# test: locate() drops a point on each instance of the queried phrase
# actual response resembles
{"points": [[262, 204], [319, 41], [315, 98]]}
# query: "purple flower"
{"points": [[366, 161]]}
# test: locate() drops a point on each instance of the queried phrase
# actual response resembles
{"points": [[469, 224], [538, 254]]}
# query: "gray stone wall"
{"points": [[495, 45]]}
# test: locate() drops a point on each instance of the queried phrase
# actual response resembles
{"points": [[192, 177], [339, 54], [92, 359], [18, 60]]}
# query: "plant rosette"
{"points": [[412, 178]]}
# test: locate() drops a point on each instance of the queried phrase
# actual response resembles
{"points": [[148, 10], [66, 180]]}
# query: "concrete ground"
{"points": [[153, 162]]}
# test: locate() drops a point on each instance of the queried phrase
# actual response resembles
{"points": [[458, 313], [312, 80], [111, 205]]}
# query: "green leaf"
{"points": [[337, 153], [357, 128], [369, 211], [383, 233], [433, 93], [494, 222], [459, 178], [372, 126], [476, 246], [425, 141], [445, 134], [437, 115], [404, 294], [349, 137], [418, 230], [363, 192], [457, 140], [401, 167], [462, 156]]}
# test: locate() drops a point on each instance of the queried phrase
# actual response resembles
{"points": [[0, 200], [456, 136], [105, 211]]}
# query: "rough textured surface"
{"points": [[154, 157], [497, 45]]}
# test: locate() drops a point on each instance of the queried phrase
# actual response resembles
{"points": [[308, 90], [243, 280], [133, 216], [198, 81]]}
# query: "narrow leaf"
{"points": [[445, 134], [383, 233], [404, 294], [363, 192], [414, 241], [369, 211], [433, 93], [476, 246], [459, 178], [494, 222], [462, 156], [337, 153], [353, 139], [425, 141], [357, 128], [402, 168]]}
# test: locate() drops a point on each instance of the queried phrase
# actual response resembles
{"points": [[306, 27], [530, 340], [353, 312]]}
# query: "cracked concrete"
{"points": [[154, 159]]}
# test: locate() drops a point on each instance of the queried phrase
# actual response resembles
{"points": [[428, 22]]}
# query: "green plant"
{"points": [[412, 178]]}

_Work to be completed_. Once more, write out the records exactly as they are.

_Written solution_.
# test: locate() drops a point on each instance of the queried phrase
# actual response resembles
{"points": [[262, 204], [319, 41], [315, 98]]}
# query: "purple flower"
{"points": [[366, 161]]}
# test: locate() drops a point on each instance of the queried phrase
# actual response resembles
{"points": [[469, 224], [538, 254]]}
# query: "gray stone wall"
{"points": [[495, 45]]}
# test: locate() drops a point on each instance of the queried phrase
# actual response resembles
{"points": [[192, 177], [339, 54], [92, 359], [18, 60]]}
# query: "plant rosette"
{"points": [[412, 178]]}
# test: locate() drops a point on each instance of the queried phrase
# actual response resembles
{"points": [[148, 10], [66, 180]]}
# query: "concrete ground"
{"points": [[153, 162]]}
# test: locate() drops a point on each instance of the queried phrase
# actual response resembles
{"points": [[458, 313], [312, 80], [111, 205]]}
# query: "green leaf"
{"points": [[337, 153], [357, 128], [369, 211], [383, 233], [433, 93], [494, 222], [459, 178], [372, 126], [476, 246], [425, 141], [445, 134], [437, 115], [404, 294], [349, 137], [418, 230], [363, 192], [457, 140], [401, 167], [462, 156]]}
# test: locate() drops a point on each instance of the queried phrase
# actual response resembles
{"points": [[0, 200], [456, 136], [105, 211]]}
# query: "rough textured surface"
{"points": [[154, 157], [497, 45]]}
# test: locate() drops a point on each instance of the queried phrase
# actual response resembles
{"points": [[308, 90], [243, 280], [133, 216], [198, 81]]}
# query: "narrow leaf"
{"points": [[445, 134], [383, 233], [404, 294], [363, 192], [414, 241], [369, 211], [433, 93], [476, 246], [459, 178], [494, 222], [462, 156], [337, 153], [353, 139], [425, 141], [357, 128], [402, 168]]}
# test: locate() drops a point on each instance of the queried phrase
# actual response resembles
{"points": [[306, 27], [530, 340], [353, 312]]}
# query: "cracked concrete"
{"points": [[154, 159]]}
# test: locate() drops a point on each instance of the queried phrase
# actual response resembles
{"points": [[428, 22]]}
# query: "green plant"
{"points": [[412, 178]]}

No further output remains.